● Task brief
From the line with "stone, dropping a point on every instance." through the final line, please write out the listing exactly, including both of those lines.
─── Dataset extract
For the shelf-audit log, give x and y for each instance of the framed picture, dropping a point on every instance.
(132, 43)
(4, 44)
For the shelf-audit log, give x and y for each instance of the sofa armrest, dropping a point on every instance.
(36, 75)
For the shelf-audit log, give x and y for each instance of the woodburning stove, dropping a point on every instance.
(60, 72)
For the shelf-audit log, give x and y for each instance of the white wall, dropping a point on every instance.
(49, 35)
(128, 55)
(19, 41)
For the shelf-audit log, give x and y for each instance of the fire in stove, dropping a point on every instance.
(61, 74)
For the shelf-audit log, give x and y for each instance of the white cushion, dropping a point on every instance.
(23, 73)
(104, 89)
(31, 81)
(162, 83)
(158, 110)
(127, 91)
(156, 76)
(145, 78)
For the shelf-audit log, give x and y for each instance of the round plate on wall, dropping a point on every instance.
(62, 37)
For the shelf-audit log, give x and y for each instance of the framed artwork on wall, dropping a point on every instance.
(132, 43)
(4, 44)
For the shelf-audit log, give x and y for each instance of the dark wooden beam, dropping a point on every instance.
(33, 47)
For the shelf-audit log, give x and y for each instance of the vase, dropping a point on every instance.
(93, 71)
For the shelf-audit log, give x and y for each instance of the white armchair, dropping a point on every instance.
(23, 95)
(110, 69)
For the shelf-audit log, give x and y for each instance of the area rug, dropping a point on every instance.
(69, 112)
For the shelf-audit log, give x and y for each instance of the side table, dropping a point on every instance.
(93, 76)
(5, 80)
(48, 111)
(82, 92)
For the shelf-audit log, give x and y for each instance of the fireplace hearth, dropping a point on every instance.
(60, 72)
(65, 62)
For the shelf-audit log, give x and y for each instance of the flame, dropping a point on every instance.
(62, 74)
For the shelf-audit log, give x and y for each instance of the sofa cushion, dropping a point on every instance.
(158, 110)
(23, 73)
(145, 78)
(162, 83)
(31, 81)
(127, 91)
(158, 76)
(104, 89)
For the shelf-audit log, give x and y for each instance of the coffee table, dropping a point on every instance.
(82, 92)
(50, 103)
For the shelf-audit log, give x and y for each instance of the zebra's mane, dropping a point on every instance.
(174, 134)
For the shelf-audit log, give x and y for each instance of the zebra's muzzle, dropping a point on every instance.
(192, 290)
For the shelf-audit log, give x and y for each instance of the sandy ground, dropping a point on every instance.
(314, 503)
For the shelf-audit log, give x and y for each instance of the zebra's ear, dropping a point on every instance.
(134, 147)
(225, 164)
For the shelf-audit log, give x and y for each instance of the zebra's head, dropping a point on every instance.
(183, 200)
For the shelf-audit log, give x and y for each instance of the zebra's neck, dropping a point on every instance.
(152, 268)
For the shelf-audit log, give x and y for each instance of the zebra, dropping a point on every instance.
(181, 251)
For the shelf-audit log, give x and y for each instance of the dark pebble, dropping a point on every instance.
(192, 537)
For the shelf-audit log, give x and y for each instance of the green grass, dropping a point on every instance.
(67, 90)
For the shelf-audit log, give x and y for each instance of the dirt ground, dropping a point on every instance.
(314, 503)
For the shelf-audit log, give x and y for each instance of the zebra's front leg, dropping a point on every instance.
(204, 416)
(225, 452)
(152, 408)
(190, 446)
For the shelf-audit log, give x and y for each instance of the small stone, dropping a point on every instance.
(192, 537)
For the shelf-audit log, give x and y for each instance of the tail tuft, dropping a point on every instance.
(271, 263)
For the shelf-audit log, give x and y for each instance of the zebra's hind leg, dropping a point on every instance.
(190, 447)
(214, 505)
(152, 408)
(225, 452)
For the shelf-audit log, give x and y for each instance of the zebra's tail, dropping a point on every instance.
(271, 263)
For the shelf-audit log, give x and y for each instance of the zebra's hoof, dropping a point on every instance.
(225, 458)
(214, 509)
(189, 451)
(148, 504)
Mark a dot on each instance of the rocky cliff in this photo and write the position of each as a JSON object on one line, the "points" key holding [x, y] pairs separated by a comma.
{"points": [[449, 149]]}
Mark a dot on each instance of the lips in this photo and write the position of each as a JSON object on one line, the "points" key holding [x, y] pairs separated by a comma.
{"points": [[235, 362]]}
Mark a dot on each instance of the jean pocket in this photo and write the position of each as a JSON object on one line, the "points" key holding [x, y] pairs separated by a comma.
──────
● Solution below
For the shelf-audit log, give x and y for each instance of the small stone, dropping a point on every instance.
(192, 537)
For the shelf-audit log, give x and y for each instance of the tail tuft, dropping a point on every instance.
(271, 263)
For the shelf-audit log, give x and y for each instance of the zebra's hind leg, dropping a point on every instance.
(190, 447)
(214, 505)
(152, 408)
(225, 452)
For the shelf-audit log, give x and y for each instance of the zebra's tail, dropping a point on every instance.
(271, 263)
For the shelf-audit log, give x and y for each instance of the zebra's hoof, dropping a point on every instance.
(225, 458)
(214, 509)
(189, 451)
(148, 504)
Mark a dot on each instance of the rocky cliff in this photo and write the position of each as a JSON object on one line, the "points" key holding [x, y] pairs separated by a comma.
{"points": [[449, 149]]}
Mark a dot on each instance of the lips in this photo and write the position of each as a JSON object on one line, the "points" key holding [x, y] pairs separated by a comma.
{"points": [[235, 362]]}
Mark a dot on each instance of the jean pocket in this photo and write the position of each as a JSON object on one line, the "points" key holding [x, y] pairs separated by a comma.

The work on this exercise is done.